» PROVIDED RECORDS
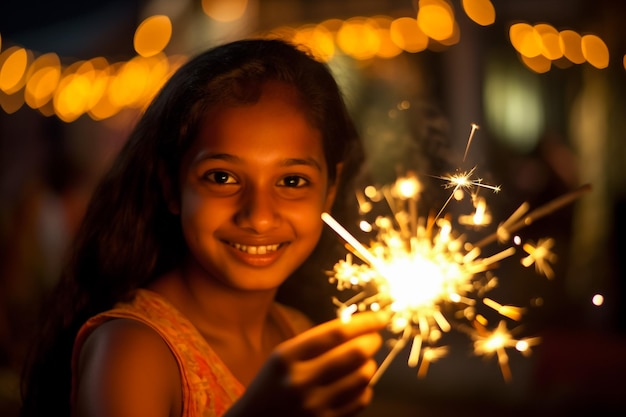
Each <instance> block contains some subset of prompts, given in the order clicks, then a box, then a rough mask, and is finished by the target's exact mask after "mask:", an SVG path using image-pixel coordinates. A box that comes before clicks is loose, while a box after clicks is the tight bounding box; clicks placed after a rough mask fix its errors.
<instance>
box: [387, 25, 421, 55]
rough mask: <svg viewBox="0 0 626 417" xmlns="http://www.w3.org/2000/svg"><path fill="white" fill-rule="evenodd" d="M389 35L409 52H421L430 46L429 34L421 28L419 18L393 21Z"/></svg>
mask: <svg viewBox="0 0 626 417" xmlns="http://www.w3.org/2000/svg"><path fill="white" fill-rule="evenodd" d="M389 35H390V37H391V40H392V42H393V43H394V44H396V45H398V47H399V48H401V49H403V50H405V51H407V52H412V53H415V52H421V51H423V50H425V49H426V48H427V47H428V36H426V34H425V33H424V32H422V30H421V29H420V28H419V26H418V24H417V20H416V19H412V18H410V17H401V18H398V19H395V20H394V21H393V22H391V26H390V27H389Z"/></svg>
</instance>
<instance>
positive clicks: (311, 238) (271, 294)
mask: <svg viewBox="0 0 626 417" xmlns="http://www.w3.org/2000/svg"><path fill="white" fill-rule="evenodd" d="M360 157H361V151H360V147H359V143H358V140H357V137H356V134H355V130H354V128H353V125H352V123H351V121H350V119H349V117H348V114H347V111H346V108H345V105H344V102H343V100H342V97H341V94H340V91H339V89H338V87H337V84H336V83H335V81H334V79H333V77H332V75H331V74H330V72H329V70H328V69H327V67H326V66H325V65H323V64H321V63H319V62H317V61H316V60H314V59H313V58H311V57H310V56H309V55H308V54H306V53H304V52H302V51H301V50H299V49H298V48H296V47H294V46H292V45H290V44H287V43H285V42H282V41H279V40H242V41H237V42H233V43H230V44H226V45H223V46H219V47H216V48H213V49H211V50H209V51H207V52H205V53H203V54H200V55H198V56H197V57H195V58H193V59H191V60H190V61H188V62H187V63H186V64H185V65H184V66H183V67H181V68H180V69H179V70H178V71H177V72H176V73H175V74H174V75H173V76H172V77H171V78H170V80H169V81H168V82H167V83H166V85H165V86H164V88H163V89H162V91H161V92H160V93H159V94H158V95H157V97H156V98H155V99H154V101H153V102H152V104H151V105H150V106H149V107H148V108H147V110H146V112H145V113H144V115H143V116H142V118H141V119H140V120H139V122H138V124H137V126H136V128H135V129H134V131H133V133H132V134H131V136H130V138H129V140H128V142H127V144H126V146H125V147H124V149H123V150H122V151H121V153H120V154H119V156H118V158H117V159H116V161H115V163H114V164H113V166H112V168H111V169H110V171H109V173H108V174H107V175H106V176H105V177H104V178H103V180H102V182H101V184H100V185H99V187H98V188H97V189H96V190H95V192H94V194H93V197H92V201H91V203H90V206H89V208H88V210H87V212H86V215H85V218H84V220H83V224H82V227H81V229H80V231H79V233H78V235H77V236H76V242H75V246H74V248H73V252H72V256H71V258H70V261H69V263H68V265H67V268H66V269H65V272H64V274H63V276H62V279H61V281H60V283H59V286H58V288H57V289H56V292H55V293H54V294H53V295H52V297H51V300H52V304H51V305H52V307H53V308H51V309H49V310H46V316H47V318H48V320H47V323H46V325H45V327H44V328H43V333H42V339H41V340H40V341H38V343H37V350H36V351H35V353H36V354H35V355H34V356H33V361H32V363H31V365H30V367H29V368H28V372H27V374H26V376H27V378H25V380H24V382H25V383H24V404H23V408H22V415H23V416H31V415H32V416H34V415H74V416H124V417H132V416H141V417H152V416H176V417H178V416H201V415H203V416H219V415H228V416H266V415H268V416H300V415H303V416H304V415H306V416H322V415H323V416H347V415H353V414H355V413H357V412H358V411H359V410H361V409H362V408H363V407H364V406H365V405H366V404H367V403H368V402H369V401H370V399H371V395H372V393H371V388H370V387H369V385H368V383H369V379H370V378H371V376H372V375H373V373H374V372H375V370H376V363H375V362H374V360H373V359H372V357H373V355H374V354H375V352H376V351H377V350H378V348H379V346H380V336H379V335H378V333H377V332H378V331H379V330H380V329H382V328H383V327H384V324H385V321H384V320H383V318H381V317H379V316H377V315H376V314H374V313H371V314H370V313H364V314H357V315H355V316H354V319H353V320H352V321H351V322H350V323H341V322H340V321H338V320H331V321H328V322H325V323H322V324H320V325H317V326H313V323H312V322H311V321H310V320H309V319H308V318H307V317H306V316H305V315H304V314H303V313H301V312H299V311H298V310H296V309H294V308H292V307H287V306H286V305H283V304H280V303H278V302H277V301H276V295H277V291H278V290H279V288H281V286H283V284H284V283H285V282H286V280H287V279H288V278H290V277H291V278H290V279H291V280H293V281H294V282H295V283H297V282H298V281H297V280H298V274H297V273H296V272H297V271H298V270H299V268H300V269H302V267H303V264H304V263H305V261H306V260H307V259H308V258H309V257H310V255H311V253H313V252H314V249H316V248H319V246H320V245H321V243H320V236H321V235H322V231H323V223H322V221H321V219H320V215H321V213H322V212H324V211H330V210H331V208H333V203H334V201H335V196H336V195H337V193H338V190H341V188H342V187H343V186H344V185H345V181H346V179H347V177H348V175H347V174H348V173H351V172H353V171H354V168H355V164H356V163H358V162H359V160H360ZM339 192H341V191H339ZM315 272H316V273H317V271H315ZM319 274H320V279H323V274H322V271H321V270H320V271H319Z"/></svg>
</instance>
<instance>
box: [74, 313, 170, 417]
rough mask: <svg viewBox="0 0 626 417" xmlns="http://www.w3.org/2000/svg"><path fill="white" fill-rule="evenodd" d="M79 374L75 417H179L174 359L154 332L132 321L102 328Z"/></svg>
mask: <svg viewBox="0 0 626 417" xmlns="http://www.w3.org/2000/svg"><path fill="white" fill-rule="evenodd" d="M77 374H78V381H77V384H78V390H77V397H76V403H75V404H73V405H72V408H73V409H74V410H75V411H76V412H75V413H74V415H75V416H80V417H105V416H106V417H169V416H180V415H181V404H182V400H181V389H180V387H181V380H180V373H179V370H178V365H177V363H176V359H175V358H174V356H173V354H172V352H171V351H170V349H169V347H168V346H167V344H166V343H165V342H164V341H163V339H162V338H161V337H160V336H159V335H158V334H157V333H156V332H155V331H154V330H152V329H150V328H149V327H148V326H146V325H144V324H141V323H139V322H136V321H134V320H128V319H117V320H111V321H109V322H106V323H104V324H102V325H100V326H98V327H97V328H96V329H95V330H94V332H93V333H92V334H91V335H90V336H89V337H88V338H87V340H86V342H85V345H84V346H83V348H82V349H81V353H80V360H79V365H78V373H77Z"/></svg>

» WHAT THIS TASK INVOLVES
Copy out the stretch from the start of the items through the line containing "35L409 52H421L430 46L429" verbatim, and omit the pictures.

» WORKED SOLUTION
Each <instance> block contains some subset of prompts, given in the order clicks, then a box, then a rough mask, and is finished by the target's exact mask after "mask:", an SVG path using image-pixel coordinates. A box that comes before clicks is loose, while a box after clicks is the tight bounding box; clicks placed after a rough mask fix its errors.
<instance>
box: [387, 25, 421, 55]
rough mask: <svg viewBox="0 0 626 417" xmlns="http://www.w3.org/2000/svg"><path fill="white" fill-rule="evenodd" d="M389 35L409 52H421L430 46L429 34L421 28L419 18L393 21Z"/></svg>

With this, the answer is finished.